Aim of the task: Write out the records below word for word, please.

Dataset entries:
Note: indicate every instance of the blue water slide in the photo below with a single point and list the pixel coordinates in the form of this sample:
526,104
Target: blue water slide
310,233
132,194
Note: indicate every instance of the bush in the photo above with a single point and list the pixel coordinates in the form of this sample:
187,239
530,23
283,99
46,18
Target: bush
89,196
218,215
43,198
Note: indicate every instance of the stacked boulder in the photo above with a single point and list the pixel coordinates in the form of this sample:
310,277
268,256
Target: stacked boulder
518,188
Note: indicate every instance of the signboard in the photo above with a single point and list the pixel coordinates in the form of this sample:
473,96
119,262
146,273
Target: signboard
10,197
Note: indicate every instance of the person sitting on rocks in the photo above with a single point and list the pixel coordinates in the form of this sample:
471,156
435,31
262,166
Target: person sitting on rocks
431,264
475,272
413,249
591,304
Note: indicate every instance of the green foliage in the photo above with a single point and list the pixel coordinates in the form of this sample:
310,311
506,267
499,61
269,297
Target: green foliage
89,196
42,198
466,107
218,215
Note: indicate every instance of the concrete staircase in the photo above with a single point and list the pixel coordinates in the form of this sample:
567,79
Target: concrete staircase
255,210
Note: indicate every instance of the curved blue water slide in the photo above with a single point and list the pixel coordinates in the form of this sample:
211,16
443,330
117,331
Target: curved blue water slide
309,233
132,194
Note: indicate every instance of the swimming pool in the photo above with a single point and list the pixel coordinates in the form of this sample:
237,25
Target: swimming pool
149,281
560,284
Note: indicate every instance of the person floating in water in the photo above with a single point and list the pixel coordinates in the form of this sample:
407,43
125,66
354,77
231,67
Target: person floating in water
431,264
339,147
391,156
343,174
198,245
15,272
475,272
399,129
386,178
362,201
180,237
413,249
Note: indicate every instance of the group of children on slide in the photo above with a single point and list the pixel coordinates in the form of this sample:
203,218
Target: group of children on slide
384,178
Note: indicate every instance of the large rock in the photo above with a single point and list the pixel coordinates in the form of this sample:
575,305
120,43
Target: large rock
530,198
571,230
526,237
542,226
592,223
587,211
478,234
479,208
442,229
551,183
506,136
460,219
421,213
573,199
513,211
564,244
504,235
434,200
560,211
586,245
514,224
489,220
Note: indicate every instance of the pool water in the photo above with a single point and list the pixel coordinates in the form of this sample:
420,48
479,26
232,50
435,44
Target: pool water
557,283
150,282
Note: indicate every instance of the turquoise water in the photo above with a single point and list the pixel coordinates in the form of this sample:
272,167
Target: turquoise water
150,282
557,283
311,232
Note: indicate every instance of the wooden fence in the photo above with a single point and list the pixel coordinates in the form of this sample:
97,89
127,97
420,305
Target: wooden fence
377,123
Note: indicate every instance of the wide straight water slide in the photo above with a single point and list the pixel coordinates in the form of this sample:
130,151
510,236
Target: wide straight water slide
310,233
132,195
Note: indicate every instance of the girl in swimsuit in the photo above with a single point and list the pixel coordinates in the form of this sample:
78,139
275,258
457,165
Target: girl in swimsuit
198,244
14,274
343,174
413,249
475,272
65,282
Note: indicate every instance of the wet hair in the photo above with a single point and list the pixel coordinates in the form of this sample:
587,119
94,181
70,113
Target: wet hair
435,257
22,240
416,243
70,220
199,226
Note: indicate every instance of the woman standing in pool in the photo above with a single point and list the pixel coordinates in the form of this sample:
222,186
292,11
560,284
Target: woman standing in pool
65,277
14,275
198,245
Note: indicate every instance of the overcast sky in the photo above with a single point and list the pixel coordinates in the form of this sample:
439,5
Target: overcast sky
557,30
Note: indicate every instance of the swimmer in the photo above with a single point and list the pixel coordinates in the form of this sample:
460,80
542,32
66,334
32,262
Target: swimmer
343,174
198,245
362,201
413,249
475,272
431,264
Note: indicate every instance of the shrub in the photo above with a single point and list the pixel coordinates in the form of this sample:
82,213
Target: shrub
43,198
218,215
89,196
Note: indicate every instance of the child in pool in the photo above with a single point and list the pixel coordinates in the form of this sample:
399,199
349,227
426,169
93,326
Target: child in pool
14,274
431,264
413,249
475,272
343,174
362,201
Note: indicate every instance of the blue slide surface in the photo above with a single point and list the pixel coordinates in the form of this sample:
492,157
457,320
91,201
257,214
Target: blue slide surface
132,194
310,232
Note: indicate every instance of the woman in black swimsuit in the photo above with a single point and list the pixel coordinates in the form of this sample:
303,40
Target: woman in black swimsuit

Answer to this problem:
Note: indicate every instance of the blue water slide in the photo below with a single point and list the pixel coordinates in the form of this sample:
526,104
Target: blue water slide
310,233
132,194
Note: indicate every instance of the bush in the photo above with a single point and list the pixel coordinates in the form of this sample:
187,239
530,23
283,99
46,18
Target: bush
89,196
218,215
43,198
Note: indicate every instance of the stacked boulder in the photo above with a single point and list the pixel coordinates in the form of this sample:
310,277
268,256
Target: stacked boulder
518,188
Note: indicate every instance of the signboard in the photo above with a single point and list the pixel coordinates in the form of this sample:
473,96
119,262
146,273
Target: signboard
10,197
Note: indicate every instance of the person sitting on rocks in the photo above with a single point and list the pixel coordinates in the form of this sample:
471,156
435,31
262,166
Target: person sitting on rocks
431,264
475,272
413,249
591,304
Note: indicate every instance of the green foliage in the photo above with a single point and list the pixel coordinates in the form of this sample:
310,311
506,267
499,61
269,297
Target: green foliage
89,196
42,198
466,107
218,215
Note: indicate every instance of the concrete staircase in the photo above with a single point and list the pixel coordinates in the form of this sample:
567,79
Target: concrete staircase
255,210
Note: indicate every instance of the curved blue water slide in the photo above with a single point and list the pixel coordinates in the form of this sample:
211,16
443,330
117,331
Target: curved blue water slide
309,233
132,194
Note: indicate every instance of the swimming pool in the photo above with a single point and list the pixel coordinates in the form of this sample:
237,25
Target: swimming pool
149,281
560,284
Note: indicate every instance of the person floating in water in the photo above with a single point and list the pixel coordinates in the form of this sample:
407,43
125,66
354,77
231,67
Target: person floating in water
431,264
339,147
391,156
343,174
198,245
15,272
475,272
399,129
386,178
362,201
180,237
413,249
Note: indicate every instance of the group of children on slide in the photo above with a single point and list the pixel coordinates in the form of this sample:
203,218
Target: group of children on slide
384,178
Note: indicate every instance of the large rock in the photo above with a single point and list the pixel coordinates in the form of this sample:
575,305
120,43
Target: large rock
530,198
571,230
526,237
542,226
592,223
587,211
478,234
479,208
442,229
551,183
506,136
460,219
421,213
573,199
513,211
564,244
504,235
434,200
560,211
586,245
514,224
489,220
Note: indicate every instance of the pool water in the photo above with a single point and list the pixel coordinates in the form of this sample:
420,48
479,26
232,50
435,44
Target: pool water
557,283
150,282
Note: indicate every instance of the turquoise water in the photo above with a single point and list the pixel coordinates in the form of this sample:
272,167
Target: turquoise water
150,282
557,283
311,232
Note: indicate every instance of the wooden fence in the photo above with a single point and list the pixel coordinates in the form of this sample:
97,89
127,97
420,305
Target: wooden fence
377,123
Note: indicate every instance of the wide straight water slide in the photo above with a single point and list the pixel coordinates in the form of this sample:
130,151
510,236
Target: wide straight water slide
310,233
132,195
Note: indicate every instance of the girl in swimsuit in the photo above with a single point and list the pixel coordinates in the form of this sample:
78,139
275,258
457,165
Target: girl in swimsuit
198,244
14,274
343,174
413,249
475,272
65,282
Note: indicate every instance of the wet hair in the photo above with a single point and list the pixel coordinates in the form of this sample:
587,119
94,181
70,113
Target: wet hair
435,257
22,240
416,243
70,220
199,226
Note: indicate every instance of the woman standing in pool in the photo above with a single point and list the pixel coordinates in the form of this sample:
222,186
292,11
560,284
Target: woman standing in pool
65,277
14,275
198,245
Note: indicate every instance of the overcast sky in the photo above with a single point and list the pixel coordinates in the form of this sample:
439,5
Target: overcast sky
557,30
Note: indicate every instance of the swimmer in the photo above with a single point and list the pixel coordinates in the form of this sample:
460,80
542,32
66,334
32,262
Target: swimmer
343,174
198,245
362,201
413,249
475,272
431,264
Note: indicate every instance of the shrub in the photo above with a single point and list the pixel coordinates in the form of this sample:
82,213
Target: shrub
43,198
218,215
89,196
Note: indicate every instance of the child in pool in the photo above with a single point and list the pixel coordinates in the form of this sample:
399,199
349,227
426,169
93,326
Target: child in pool
14,274
431,264
413,249
475,272
343,174
362,201
Note: indicate every instance of the blue slide surface in the photo above with a single point and list the pixel coordinates in the form of this sample:
492,157
457,320
91,201
257,214
Target: blue slide surface
132,194
310,232
Note: indicate every instance of the woman in black swimsuit in the photo above with a single point and list the pixel coordinates in the form of this sample:
303,40
Target: woman in black swimsuit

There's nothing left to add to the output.